TEXT PROVIDED:

======

In this Python tutorial, we will discuss what is **matplotlib inline** in Python, and we will also cover the following topics:

- What is matplotlib inline in python
- Why matplotlib inline is used
- How to use matplotlib inline
- matplotlib inline jupyter
- matplotlib inline in pycharm
- matplotlib inline in spyder
- matplotlib inline in vscode
- matplotlib inline vs notebook

## What is matplotlib inline in python

IPython provides a collection of several predefined functions called **magic functions**, which can be used and called by command-line style syntax. Basically, there are two types of magic functions, **line-oriented** and **cell-oriented**.

**Line-oriented magic functions**(also called**line magics**) start with a percentage sign (**%**) followed by the arguments in the rest of the line without any quotes or parentheses, as same as an OS command-line calling of a function. These functions return some result hence can be stored by writing it on the right-hand side of an assignment statement.

Some **line magics**: %alias, %autowait, %colors, %conda, %config, %debug, %env, %load, %macro, **%matplotlib**, %notebook, etc.,

**Cell-oriented magic functions**(also called**cell magics**) start with two percentage signs (**%%**) followed by the arguments in the whole cell, that is in the rest of the line and also lines below it in a separate argument.

======

ITEMS:
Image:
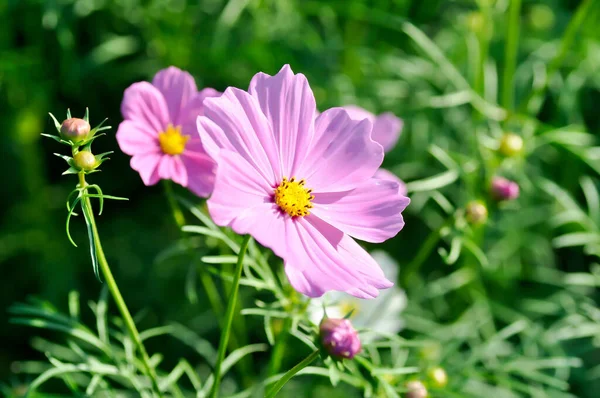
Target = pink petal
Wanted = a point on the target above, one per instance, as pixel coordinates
(289, 104)
(365, 264)
(315, 262)
(193, 109)
(342, 154)
(358, 113)
(371, 212)
(172, 168)
(136, 138)
(177, 87)
(147, 165)
(235, 121)
(200, 170)
(384, 174)
(144, 104)
(386, 130)
(386, 127)
(238, 189)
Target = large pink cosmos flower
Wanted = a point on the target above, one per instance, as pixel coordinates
(301, 185)
(159, 131)
(386, 127)
(386, 131)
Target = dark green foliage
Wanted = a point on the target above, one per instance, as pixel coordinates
(508, 309)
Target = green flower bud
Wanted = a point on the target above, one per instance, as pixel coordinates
(438, 377)
(476, 212)
(511, 144)
(541, 17)
(85, 160)
(416, 389)
(75, 129)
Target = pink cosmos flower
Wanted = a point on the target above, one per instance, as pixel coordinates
(386, 127)
(301, 185)
(159, 131)
(386, 131)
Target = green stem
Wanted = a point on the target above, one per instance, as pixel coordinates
(116, 294)
(291, 373)
(279, 349)
(231, 304)
(533, 101)
(423, 254)
(210, 288)
(510, 53)
(177, 213)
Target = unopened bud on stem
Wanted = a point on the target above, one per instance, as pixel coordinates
(503, 189)
(438, 377)
(75, 129)
(339, 338)
(511, 144)
(476, 212)
(85, 160)
(416, 389)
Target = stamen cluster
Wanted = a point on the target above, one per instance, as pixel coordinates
(293, 197)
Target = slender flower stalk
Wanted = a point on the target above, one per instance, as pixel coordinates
(291, 373)
(510, 53)
(177, 213)
(208, 284)
(116, 294)
(226, 329)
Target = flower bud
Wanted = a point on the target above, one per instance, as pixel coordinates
(510, 145)
(476, 212)
(75, 129)
(339, 338)
(541, 17)
(416, 389)
(438, 377)
(85, 160)
(503, 189)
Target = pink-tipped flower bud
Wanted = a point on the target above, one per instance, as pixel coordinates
(503, 189)
(75, 129)
(476, 212)
(339, 338)
(438, 377)
(85, 160)
(416, 389)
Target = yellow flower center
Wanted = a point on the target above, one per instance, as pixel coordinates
(293, 197)
(172, 142)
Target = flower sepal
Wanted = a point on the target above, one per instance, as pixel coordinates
(75, 132)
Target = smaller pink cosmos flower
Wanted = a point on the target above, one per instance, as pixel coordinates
(301, 185)
(386, 131)
(159, 131)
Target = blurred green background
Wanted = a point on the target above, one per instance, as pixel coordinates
(59, 54)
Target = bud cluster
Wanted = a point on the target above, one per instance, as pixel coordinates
(78, 134)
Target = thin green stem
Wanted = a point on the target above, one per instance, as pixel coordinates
(291, 373)
(116, 294)
(510, 53)
(231, 304)
(423, 254)
(208, 284)
(533, 102)
(177, 213)
(279, 349)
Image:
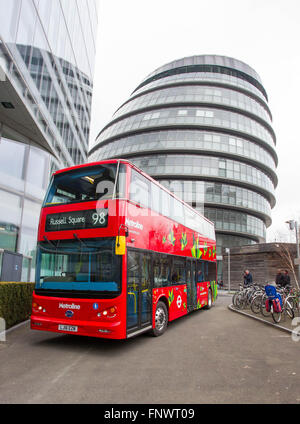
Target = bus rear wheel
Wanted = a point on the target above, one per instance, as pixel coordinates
(161, 319)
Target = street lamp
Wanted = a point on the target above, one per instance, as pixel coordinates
(294, 226)
(227, 250)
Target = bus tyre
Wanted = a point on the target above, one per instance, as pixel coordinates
(209, 300)
(161, 319)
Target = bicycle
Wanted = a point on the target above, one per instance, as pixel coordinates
(285, 301)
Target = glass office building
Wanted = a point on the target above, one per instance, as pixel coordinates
(201, 126)
(47, 56)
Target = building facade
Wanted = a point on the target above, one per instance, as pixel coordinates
(202, 127)
(47, 56)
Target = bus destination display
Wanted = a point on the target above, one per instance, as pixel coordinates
(78, 220)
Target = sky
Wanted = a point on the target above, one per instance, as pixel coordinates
(135, 37)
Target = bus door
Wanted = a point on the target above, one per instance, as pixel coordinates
(191, 285)
(139, 293)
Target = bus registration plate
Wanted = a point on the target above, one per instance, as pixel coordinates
(72, 328)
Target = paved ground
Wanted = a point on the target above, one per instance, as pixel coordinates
(214, 356)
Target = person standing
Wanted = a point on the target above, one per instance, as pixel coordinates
(279, 278)
(247, 278)
(286, 280)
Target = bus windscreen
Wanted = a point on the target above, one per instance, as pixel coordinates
(83, 185)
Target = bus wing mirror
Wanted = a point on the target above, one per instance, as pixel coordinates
(120, 245)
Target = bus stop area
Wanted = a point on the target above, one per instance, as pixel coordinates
(286, 324)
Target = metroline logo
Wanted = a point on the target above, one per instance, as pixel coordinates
(68, 306)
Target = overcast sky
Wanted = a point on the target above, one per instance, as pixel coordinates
(135, 37)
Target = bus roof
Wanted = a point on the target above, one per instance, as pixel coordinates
(125, 161)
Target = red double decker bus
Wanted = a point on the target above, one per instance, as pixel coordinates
(118, 254)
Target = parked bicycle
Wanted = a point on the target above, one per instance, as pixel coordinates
(279, 303)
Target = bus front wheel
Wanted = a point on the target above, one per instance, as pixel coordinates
(161, 319)
(209, 300)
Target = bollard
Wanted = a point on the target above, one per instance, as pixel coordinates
(2, 330)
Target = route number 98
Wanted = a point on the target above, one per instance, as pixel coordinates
(99, 219)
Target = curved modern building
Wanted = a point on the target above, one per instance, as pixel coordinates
(47, 55)
(201, 126)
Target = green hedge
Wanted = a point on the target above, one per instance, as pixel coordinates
(15, 302)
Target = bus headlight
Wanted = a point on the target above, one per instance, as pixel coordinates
(108, 313)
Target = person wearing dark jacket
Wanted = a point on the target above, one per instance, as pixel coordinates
(286, 280)
(279, 278)
(247, 278)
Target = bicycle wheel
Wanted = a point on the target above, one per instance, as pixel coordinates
(289, 309)
(256, 304)
(239, 301)
(275, 315)
(263, 310)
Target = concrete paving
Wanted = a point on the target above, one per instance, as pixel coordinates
(213, 356)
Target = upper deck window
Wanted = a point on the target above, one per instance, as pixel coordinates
(86, 184)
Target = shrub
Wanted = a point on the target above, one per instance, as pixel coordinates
(15, 302)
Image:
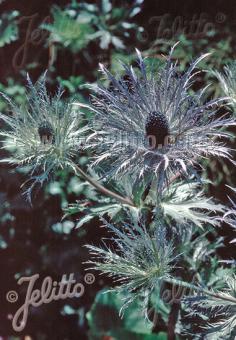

======

SHORT EXERCISE A:
Answer these from the matplotlib inline tutorial:
(i) What are the two types of magic functions that IPython provides?
(ii) What sign do line-oriented magic functions start with?
(iii) What do cell-oriented magic functions start with?
SHORT EXERCISE B: Quote the matplotlib inline tutorial between "## What is matplotlib" and "functions, **line-oriented** and **cell-oriented**.", inclusive.

EXPECTED ANSWER A:
(i) Line-oriented and cell-oriented.
(ii) A percentage sign (%).
(iii) Two percentage signs (%%).

EXPECTED ANSWER B:
## What is matplotlib inline in python

IPython provides a collection of several predefined functions called **magic functions**, which can be used and called by command-line style syntax. Basically, there are two types of magic functions, **line-oriented** and **cell-oriented**.